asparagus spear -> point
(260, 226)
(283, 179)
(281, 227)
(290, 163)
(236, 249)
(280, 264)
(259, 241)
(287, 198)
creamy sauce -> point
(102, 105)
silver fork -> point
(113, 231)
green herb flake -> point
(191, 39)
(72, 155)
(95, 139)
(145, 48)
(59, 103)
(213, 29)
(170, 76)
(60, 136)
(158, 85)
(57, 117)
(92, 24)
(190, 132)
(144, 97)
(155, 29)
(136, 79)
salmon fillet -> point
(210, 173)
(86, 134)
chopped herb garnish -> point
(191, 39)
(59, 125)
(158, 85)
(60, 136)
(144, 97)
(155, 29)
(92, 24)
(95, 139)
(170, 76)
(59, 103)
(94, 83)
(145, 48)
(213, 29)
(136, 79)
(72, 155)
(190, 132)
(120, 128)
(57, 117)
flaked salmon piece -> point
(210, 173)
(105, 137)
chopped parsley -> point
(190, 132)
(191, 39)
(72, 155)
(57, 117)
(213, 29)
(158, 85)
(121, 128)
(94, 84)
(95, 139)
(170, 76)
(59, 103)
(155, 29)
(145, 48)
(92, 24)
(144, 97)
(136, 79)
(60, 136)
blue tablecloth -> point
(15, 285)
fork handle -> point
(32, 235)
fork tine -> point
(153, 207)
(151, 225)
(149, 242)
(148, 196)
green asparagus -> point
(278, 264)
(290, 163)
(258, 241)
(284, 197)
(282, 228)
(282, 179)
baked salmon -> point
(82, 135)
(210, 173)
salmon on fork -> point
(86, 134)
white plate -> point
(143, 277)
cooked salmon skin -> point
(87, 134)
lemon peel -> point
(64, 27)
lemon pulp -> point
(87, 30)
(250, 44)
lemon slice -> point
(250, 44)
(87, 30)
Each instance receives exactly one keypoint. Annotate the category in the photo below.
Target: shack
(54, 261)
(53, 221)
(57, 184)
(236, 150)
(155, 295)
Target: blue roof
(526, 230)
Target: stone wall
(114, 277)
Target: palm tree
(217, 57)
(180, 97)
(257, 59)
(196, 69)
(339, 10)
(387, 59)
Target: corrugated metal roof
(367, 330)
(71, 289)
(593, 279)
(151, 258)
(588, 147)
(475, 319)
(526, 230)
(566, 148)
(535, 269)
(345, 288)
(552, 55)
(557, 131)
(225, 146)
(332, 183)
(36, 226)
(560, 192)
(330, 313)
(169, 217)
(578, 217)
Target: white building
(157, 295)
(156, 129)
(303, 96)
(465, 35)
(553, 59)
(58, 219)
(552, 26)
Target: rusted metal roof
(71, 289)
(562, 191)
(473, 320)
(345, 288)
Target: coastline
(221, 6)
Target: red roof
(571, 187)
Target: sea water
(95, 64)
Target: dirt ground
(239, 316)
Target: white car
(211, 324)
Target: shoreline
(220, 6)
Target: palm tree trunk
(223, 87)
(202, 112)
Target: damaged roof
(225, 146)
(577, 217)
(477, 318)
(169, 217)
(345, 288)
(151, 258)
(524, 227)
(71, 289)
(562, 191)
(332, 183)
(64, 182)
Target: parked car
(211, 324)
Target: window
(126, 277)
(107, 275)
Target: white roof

════════

- **Activity**
Nothing above should be left out; write out every record exactly.

- **Response below**
asparagus spear -> point
(260, 226)
(283, 179)
(281, 227)
(290, 163)
(236, 249)
(280, 264)
(259, 241)
(287, 198)
creamy sauce -> point
(102, 105)
silver fork -> point
(113, 231)
green herb flake -> point
(191, 39)
(72, 155)
(95, 139)
(145, 48)
(59, 103)
(213, 29)
(170, 76)
(60, 136)
(158, 85)
(57, 117)
(92, 24)
(190, 132)
(144, 97)
(155, 29)
(136, 79)
salmon fillet -> point
(210, 173)
(86, 134)
chopped herb garnish -> point
(191, 39)
(59, 125)
(158, 85)
(60, 136)
(144, 97)
(155, 29)
(92, 24)
(95, 139)
(170, 76)
(59, 103)
(94, 83)
(145, 48)
(213, 29)
(136, 79)
(72, 155)
(190, 132)
(120, 128)
(57, 117)
flaked salmon piece -> point
(210, 173)
(105, 137)
chopped parsley -> point
(190, 132)
(191, 39)
(72, 155)
(57, 117)
(213, 29)
(158, 85)
(121, 128)
(94, 84)
(95, 139)
(170, 76)
(59, 103)
(155, 29)
(145, 48)
(92, 24)
(144, 97)
(136, 79)
(60, 136)
blue tablecloth -> point
(15, 285)
fork handle -> point
(32, 235)
fork tine -> point
(153, 207)
(151, 225)
(149, 242)
(148, 196)
green asparagus -> point
(278, 264)
(290, 163)
(258, 241)
(284, 197)
(282, 228)
(282, 179)
baked salmon -> point
(82, 135)
(210, 173)
salmon on fork -> point
(86, 134)
white plate -> point
(143, 277)
cooked salmon skin -> point
(87, 134)
lemon peel -> point
(64, 27)
lemon pulp -> point
(87, 30)
(250, 44)
lemon slice -> point
(250, 44)
(87, 30)
Each instance receives exactly one keypoint. Annotate the category in the photo below.
Target: shack
(54, 261)
(53, 221)
(57, 184)
(236, 150)
(155, 295)
Target: blue roof
(526, 230)
Target: stone wall
(114, 277)
Target: palm tree
(217, 57)
(180, 97)
(257, 59)
(196, 69)
(339, 10)
(387, 59)
Target: corrugated metal roof
(367, 330)
(71, 289)
(593, 279)
(151, 258)
(588, 147)
(475, 319)
(526, 230)
(566, 148)
(535, 269)
(345, 288)
(552, 55)
(557, 131)
(225, 146)
(332, 183)
(36, 226)
(560, 192)
(330, 313)
(169, 217)
(578, 217)
Target: white building
(157, 295)
(156, 129)
(303, 96)
(465, 35)
(553, 59)
(58, 219)
(552, 26)
Target: rusted metal roof
(71, 289)
(562, 191)
(473, 320)
(345, 288)
Target: coastline
(221, 6)
Target: red roof
(571, 187)
Target: sea water
(95, 64)
Target: dirt ground
(239, 316)
Target: white car
(211, 324)
Target: shoreline
(220, 6)
Target: palm tree trunk
(223, 87)
(202, 112)
Target: damaged roof
(225, 146)
(577, 217)
(477, 318)
(169, 217)
(345, 288)
(151, 258)
(524, 227)
(71, 289)
(562, 191)
(332, 183)
(64, 182)
Target: parked car
(211, 324)
Target: window
(126, 277)
(107, 275)
Target: white roof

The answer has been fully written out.